[Exercise]: Transcribe the data below line for line, starting at its first line and stopping after the line that contains "MULTIPOLYGON (((269 128, 254". Leave the pictures out of your answer.

Region segmentation data:
----

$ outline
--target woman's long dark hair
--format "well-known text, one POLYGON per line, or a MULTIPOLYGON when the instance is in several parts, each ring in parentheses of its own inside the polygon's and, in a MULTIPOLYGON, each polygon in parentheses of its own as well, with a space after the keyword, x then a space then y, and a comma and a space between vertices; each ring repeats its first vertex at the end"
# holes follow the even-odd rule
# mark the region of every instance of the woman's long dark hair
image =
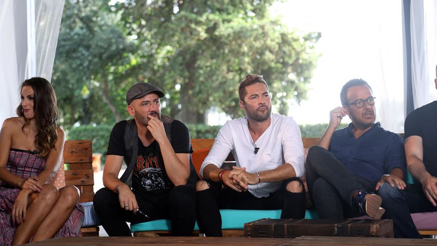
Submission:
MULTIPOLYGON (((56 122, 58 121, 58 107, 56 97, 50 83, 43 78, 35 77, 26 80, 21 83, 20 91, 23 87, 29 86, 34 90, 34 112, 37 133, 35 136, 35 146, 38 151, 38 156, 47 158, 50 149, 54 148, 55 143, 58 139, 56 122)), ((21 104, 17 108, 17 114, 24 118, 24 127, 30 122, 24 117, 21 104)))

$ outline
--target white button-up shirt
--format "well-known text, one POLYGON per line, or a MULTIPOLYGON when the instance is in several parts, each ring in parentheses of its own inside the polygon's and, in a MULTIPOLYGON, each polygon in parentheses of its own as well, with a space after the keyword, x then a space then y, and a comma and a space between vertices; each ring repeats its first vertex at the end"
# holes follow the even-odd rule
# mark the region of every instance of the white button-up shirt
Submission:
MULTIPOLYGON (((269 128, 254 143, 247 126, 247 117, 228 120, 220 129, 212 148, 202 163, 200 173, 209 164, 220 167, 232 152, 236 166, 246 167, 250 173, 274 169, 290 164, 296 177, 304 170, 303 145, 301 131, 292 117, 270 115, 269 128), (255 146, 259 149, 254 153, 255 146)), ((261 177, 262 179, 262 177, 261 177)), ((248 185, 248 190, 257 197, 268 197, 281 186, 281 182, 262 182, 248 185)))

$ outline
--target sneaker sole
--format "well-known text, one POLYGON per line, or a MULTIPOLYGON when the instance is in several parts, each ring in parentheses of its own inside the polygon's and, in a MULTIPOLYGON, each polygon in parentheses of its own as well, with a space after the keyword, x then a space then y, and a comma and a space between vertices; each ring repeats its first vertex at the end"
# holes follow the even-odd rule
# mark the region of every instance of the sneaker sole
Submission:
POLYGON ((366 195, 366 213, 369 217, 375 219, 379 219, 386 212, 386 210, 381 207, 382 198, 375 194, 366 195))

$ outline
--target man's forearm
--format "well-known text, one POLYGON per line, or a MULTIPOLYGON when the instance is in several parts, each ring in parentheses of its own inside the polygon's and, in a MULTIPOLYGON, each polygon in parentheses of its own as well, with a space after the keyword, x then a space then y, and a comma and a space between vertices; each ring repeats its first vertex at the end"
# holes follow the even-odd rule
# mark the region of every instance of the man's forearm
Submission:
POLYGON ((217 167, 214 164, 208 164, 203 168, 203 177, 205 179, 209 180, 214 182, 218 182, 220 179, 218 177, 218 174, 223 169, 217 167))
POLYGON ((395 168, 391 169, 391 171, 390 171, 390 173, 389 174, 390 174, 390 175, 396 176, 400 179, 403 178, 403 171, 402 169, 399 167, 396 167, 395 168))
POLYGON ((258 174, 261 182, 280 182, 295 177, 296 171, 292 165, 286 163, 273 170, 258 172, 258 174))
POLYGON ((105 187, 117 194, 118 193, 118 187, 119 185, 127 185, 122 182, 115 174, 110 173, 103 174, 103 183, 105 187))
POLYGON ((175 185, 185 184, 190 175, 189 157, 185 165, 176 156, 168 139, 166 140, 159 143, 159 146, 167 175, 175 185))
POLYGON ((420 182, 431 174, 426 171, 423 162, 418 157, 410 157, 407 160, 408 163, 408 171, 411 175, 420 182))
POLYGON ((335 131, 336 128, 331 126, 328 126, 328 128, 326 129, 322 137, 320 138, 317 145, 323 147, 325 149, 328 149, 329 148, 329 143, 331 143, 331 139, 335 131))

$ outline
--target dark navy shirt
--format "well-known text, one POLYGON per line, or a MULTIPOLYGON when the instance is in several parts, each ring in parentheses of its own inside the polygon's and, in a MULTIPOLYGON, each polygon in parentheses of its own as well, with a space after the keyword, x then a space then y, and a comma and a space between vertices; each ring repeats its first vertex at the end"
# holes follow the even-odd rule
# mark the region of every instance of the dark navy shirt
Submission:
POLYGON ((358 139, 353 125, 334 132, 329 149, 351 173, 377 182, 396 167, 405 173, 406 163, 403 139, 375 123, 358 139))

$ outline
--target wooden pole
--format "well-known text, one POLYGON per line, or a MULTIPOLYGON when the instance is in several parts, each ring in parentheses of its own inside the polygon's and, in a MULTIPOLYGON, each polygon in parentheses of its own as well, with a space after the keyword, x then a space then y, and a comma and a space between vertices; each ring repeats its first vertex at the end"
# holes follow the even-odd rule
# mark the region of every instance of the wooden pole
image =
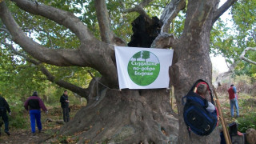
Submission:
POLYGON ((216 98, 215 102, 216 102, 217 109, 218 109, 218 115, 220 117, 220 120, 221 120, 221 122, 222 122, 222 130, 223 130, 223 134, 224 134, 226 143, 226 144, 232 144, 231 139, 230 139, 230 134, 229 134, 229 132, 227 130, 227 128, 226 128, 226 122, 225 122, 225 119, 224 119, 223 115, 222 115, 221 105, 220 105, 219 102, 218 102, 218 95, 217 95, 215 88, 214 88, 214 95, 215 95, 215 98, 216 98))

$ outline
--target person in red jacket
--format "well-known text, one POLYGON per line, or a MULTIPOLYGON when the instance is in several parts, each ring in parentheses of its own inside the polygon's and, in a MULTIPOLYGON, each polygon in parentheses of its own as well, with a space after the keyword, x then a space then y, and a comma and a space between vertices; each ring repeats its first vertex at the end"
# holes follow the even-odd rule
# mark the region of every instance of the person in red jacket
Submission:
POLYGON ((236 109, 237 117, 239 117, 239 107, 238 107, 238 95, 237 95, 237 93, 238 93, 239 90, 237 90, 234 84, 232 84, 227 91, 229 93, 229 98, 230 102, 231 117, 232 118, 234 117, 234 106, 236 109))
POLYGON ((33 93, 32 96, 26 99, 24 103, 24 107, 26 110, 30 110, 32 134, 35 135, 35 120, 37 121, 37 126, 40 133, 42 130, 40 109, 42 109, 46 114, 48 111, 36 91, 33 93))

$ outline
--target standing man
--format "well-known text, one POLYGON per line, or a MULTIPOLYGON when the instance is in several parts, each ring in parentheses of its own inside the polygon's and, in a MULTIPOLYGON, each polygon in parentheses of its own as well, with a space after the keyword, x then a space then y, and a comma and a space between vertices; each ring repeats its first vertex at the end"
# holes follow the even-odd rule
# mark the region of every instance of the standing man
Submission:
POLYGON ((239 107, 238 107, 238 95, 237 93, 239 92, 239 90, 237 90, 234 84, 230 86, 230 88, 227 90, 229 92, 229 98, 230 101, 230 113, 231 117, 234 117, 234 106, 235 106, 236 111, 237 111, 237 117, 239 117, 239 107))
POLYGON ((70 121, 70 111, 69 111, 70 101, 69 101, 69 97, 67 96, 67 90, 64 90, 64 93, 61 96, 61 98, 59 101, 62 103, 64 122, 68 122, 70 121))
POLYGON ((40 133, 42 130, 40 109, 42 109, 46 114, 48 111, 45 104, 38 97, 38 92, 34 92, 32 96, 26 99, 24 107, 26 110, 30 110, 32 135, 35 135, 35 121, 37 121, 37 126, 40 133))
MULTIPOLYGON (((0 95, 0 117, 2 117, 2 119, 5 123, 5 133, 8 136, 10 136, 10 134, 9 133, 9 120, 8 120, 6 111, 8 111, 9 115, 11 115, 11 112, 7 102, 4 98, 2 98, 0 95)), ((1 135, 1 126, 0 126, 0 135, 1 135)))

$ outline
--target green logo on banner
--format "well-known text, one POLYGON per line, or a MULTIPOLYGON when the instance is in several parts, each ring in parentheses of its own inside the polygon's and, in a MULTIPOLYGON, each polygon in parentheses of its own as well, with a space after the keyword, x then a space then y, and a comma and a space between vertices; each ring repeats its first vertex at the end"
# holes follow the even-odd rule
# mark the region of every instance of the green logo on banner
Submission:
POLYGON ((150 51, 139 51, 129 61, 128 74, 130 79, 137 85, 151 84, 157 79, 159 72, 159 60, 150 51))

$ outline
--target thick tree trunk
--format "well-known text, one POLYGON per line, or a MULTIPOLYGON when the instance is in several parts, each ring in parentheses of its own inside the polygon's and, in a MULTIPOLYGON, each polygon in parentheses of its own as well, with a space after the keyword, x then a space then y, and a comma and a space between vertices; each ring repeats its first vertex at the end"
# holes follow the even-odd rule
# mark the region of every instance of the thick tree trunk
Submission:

----

[Task answer]:
$ outline
--target woman's long dark hair
--format "well-known text, one POLYGON per line, or a MULTIPOLYGON when the instance is in several parts, each ring in parentheses of its own inside the polygon's and, in a MULTIPOLYGON, each polygon in parentheses of its own as well, with a space after the keyword, x then a space then y, and a comma and a space between vertices; each ring repeats its first vertex at the end"
# holes follow the even-odd rule
# mark the region of every instance of the woman's long dark hair
image =
Submission:
MULTIPOLYGON (((56 122, 58 121, 58 107, 56 97, 50 83, 43 78, 35 77, 26 80, 21 83, 20 91, 23 87, 29 86, 34 90, 34 112, 37 133, 35 136, 35 146, 38 151, 38 156, 47 158, 50 149, 54 148, 55 143, 58 139, 56 122)), ((21 104, 17 108, 17 114, 24 118, 24 127, 30 122, 24 117, 21 104)))

$ outline
--target white button-up shirt
--format "well-known text, one POLYGON per line, or a MULTIPOLYGON when the instance is in several parts, each ring in parentheses of its own inside the polygon's and, in a MULTIPOLYGON, each polygon in parentheses of its own as well, with a space after the keyword, x then a space then y, and a comma and a space between vertices; each ring repeats its first vertex at the end"
# holes follow the even-odd rule
# mark the region of every instance of the white button-up shirt
Submission:
MULTIPOLYGON (((269 128, 254 143, 247 126, 247 117, 228 120, 220 129, 212 148, 202 163, 200 173, 209 164, 220 167, 232 152, 236 166, 246 167, 250 173, 274 169, 290 164, 296 177, 304 170, 303 145, 301 131, 292 117, 270 115, 269 128), (255 146, 259 149, 254 153, 255 146)), ((261 177, 262 179, 262 177, 261 177)), ((248 185, 248 190, 257 197, 268 197, 281 186, 281 182, 262 182, 248 185)))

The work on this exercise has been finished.